Copy out every record precisely.
— start Data excerpts —
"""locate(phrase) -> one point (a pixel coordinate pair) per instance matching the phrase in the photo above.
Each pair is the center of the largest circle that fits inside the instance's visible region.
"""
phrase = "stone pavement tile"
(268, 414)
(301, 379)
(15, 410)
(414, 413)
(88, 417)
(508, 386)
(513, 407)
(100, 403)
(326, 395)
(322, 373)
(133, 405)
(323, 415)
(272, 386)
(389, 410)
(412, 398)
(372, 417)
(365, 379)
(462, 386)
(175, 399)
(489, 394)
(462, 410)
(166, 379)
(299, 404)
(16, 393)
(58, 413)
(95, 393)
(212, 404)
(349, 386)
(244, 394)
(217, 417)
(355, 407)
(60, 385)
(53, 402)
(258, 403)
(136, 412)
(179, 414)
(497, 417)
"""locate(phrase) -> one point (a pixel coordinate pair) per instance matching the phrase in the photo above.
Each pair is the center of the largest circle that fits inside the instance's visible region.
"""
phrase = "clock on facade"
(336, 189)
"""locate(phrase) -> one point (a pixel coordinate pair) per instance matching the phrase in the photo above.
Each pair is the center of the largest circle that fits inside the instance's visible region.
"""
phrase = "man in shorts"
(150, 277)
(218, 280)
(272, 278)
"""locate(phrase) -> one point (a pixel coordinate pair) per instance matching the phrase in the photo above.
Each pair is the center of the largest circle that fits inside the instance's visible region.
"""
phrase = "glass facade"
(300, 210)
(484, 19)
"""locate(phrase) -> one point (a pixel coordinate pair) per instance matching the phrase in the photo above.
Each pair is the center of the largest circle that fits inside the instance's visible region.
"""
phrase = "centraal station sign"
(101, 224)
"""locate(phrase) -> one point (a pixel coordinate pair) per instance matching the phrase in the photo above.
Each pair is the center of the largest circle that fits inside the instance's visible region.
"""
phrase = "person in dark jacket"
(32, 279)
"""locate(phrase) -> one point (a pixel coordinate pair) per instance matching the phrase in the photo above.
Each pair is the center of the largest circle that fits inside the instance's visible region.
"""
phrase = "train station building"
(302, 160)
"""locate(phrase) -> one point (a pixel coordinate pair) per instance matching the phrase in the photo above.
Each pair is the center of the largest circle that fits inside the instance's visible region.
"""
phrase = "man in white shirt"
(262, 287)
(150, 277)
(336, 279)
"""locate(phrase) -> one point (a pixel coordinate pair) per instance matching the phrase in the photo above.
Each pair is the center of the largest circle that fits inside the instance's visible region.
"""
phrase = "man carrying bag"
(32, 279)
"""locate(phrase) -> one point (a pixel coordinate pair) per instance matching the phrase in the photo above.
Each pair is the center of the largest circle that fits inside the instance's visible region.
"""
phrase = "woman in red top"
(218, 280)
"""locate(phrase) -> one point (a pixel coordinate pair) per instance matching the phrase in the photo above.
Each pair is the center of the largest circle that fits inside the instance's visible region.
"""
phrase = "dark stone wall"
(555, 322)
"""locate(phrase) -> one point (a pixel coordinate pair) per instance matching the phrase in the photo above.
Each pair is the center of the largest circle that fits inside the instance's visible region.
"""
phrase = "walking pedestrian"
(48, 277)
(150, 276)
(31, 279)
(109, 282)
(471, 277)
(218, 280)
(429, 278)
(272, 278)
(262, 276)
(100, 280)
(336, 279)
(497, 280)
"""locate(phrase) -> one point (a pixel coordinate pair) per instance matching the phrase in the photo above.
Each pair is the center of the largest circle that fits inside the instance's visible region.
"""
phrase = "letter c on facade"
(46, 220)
— end Data excerpts —
**Answer to the task**
"""locate(phrase) -> one point (a pixel coordinate pair) per instance matching the phrase in the photo above.
Each pair is the center of the largest circle that fits inside the instance's visible region.
"""
phrase = "stone pavement tile"
(268, 414)
(301, 379)
(15, 410)
(414, 413)
(88, 417)
(508, 386)
(513, 407)
(100, 403)
(326, 395)
(322, 373)
(133, 405)
(323, 415)
(272, 386)
(389, 410)
(412, 398)
(372, 417)
(365, 379)
(462, 386)
(175, 399)
(489, 394)
(462, 410)
(166, 379)
(299, 404)
(16, 393)
(58, 413)
(95, 393)
(212, 404)
(349, 386)
(244, 394)
(217, 417)
(355, 407)
(60, 385)
(53, 402)
(258, 403)
(136, 412)
(179, 414)
(497, 417)
"""locate(phrase) -> one point (a pixel coordinate pair) per instance matching the phrase in the photo above.
Each pair is the center of the largest circle that fits inside the instance's visible region.
"""
phrase = "clock on facade"
(336, 189)
"""locate(phrase) -> one point (a pixel coordinate pair) per instance matching the phrase in the photo above.
Each pair is the center of the largest circle that fits inside the instance's visible region.
"""
phrase = "man in shorts"
(150, 277)
(218, 280)
(272, 278)
"""locate(phrase) -> one point (a pixel coordinate pair) per instance matching the phrase in the photo above.
Each pair is the center of the largest circle that fits inside the instance's visible region.
"""
phrase = "glass facade"
(300, 210)
(484, 19)
"""locate(phrase) -> one point (a pixel coordinate pair) per instance matching the phrase in the photo above.
Each pair is the center of the largest circle that fits inside the instance's visible region.
"""
phrase = "centraal station sign"
(101, 224)
"""locate(phrase) -> one point (a pixel coordinate pair) per instance matching the phrase in the photo above.
Each pair is the center of the largest circle that fits inside the instance's visible region.
"""
phrase = "person in dark jacket"
(32, 279)
"""locate(phrase) -> one point (a pixel coordinate pair) per instance matching the phrase in the photo above.
Each pair is the center of the largest circle that fits inside the instance's visible region.
"""
phrase = "train station building"
(302, 160)
"""locate(phrase) -> one point (a pixel coordinate pair) per instance matching the phrase in the photo above.
Each pair is the center of the largest circle that fits inside the instance's visible region.
"""
phrase = "man in white shirt"
(262, 287)
(150, 277)
(336, 279)
"""locate(phrase) -> one point (a pixel coordinate pair) per instance matching the phrase in the photo above.
Each pair is the center of the largest circle that fits inside the instance's visible region.
"""
phrase = "man carrying bag"
(32, 279)
"""locate(phrase) -> one point (a pixel coordinate pair) per instance matching the phrase in the photo above.
Each pair is the center of the largest circle that fits inside the instance's visible region.
"""
phrase = "woman in red top"
(218, 280)
"""locate(phrase) -> one point (a pixel coordinate pair) per instance matching the phrase in the photo above.
Each pair is the center of the largest circle that fits inside the instance's visible region.
"""
phrase = "dark stone wall"
(555, 322)
"""locate(phrase) -> one point (a pixel coordinate pair) per instance matching the phrase in the photo above.
Each pair is the center of the largest circle that fits inside the instance's visible region.
"""
phrase = "walking pedestrian"
(48, 277)
(150, 276)
(31, 279)
(109, 282)
(471, 277)
(218, 280)
(429, 278)
(272, 278)
(262, 276)
(100, 280)
(336, 279)
(497, 280)
"""locate(phrase) -> one point (a pixel coordinate pair) per instance matching the phrase in the photo above.
Each pair is the center of the largest circle that fits inside the instance's visible region.
"""
phrase = "letter c on facade"
(46, 220)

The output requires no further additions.